→ What is needed: Copy the material below word for word, but leave out the pictures.

[Segmentation labeling entries]
= = = = =
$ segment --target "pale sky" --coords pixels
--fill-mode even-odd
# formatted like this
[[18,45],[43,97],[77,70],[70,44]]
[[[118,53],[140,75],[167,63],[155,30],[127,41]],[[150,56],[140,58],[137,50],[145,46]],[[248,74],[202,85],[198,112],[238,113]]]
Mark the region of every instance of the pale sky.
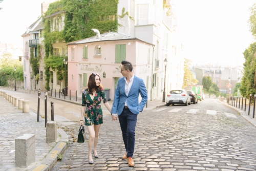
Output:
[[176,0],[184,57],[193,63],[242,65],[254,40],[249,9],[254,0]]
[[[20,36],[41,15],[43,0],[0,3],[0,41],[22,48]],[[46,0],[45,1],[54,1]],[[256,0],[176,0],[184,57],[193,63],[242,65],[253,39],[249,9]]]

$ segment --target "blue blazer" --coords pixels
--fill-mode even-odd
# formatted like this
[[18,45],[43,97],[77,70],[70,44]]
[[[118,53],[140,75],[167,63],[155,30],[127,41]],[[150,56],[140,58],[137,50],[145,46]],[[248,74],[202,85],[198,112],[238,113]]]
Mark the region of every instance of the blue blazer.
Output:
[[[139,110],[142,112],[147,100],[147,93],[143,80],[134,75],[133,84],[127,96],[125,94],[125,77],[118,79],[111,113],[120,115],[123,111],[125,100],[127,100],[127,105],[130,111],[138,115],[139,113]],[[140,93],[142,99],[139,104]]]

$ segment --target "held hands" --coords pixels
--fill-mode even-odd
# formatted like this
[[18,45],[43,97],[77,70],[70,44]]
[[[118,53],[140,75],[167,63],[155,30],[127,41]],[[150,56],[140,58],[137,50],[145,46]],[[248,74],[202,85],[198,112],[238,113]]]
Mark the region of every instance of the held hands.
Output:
= = = = =
→ Solution to this task:
$ segment --target "pale sky" --coords pixels
--fill-mode even-odd
# formatted like this
[[18,45],[43,97],[77,70],[70,44]]
[[[118,53],[140,75],[167,63],[155,30],[127,41]],[[150,56],[140,58],[137,50],[145,46]],[[248,74],[202,85],[198,112],[238,113]]]
Mark the region of every instance of the pale sky.
Output:
[[176,0],[184,57],[193,63],[242,65],[254,40],[249,9],[254,0]]
[[[20,36],[41,15],[43,0],[0,3],[0,41],[22,48]],[[46,0],[45,1],[54,1]],[[256,0],[176,0],[184,57],[193,63],[242,65],[253,39],[249,9]]]

$ segment --target "blue blazer" --coords pixels
--fill-mode even-odd
# formatted like this
[[18,45],[43,97],[77,70],[70,44]]
[[[118,53],[140,75],[167,63],[155,30],[127,41]],[[150,56],[140,58],[137,50],[145,46]],[[248,74],[202,85],[198,112],[238,113]]]
Mark the region of every instance of the blue blazer.
Output:
[[[139,110],[142,112],[147,100],[147,93],[143,80],[134,75],[133,84],[127,96],[125,94],[125,77],[118,79],[111,113],[120,115],[123,111],[125,100],[127,100],[127,105],[130,111],[138,115],[139,113]],[[140,93],[142,99],[139,104]]]

$ segment --target "held hands" --coords pixels
--fill-mode even-odd
# formatted like this
[[18,45],[43,97],[77,70],[70,44]]
[[[118,53],[140,75],[167,63],[155,30],[127,41]],[[150,56],[140,58],[137,50],[145,46]],[[248,74],[202,85],[198,112],[238,113]]]
Mark the region of every instance of the held hands.
Output:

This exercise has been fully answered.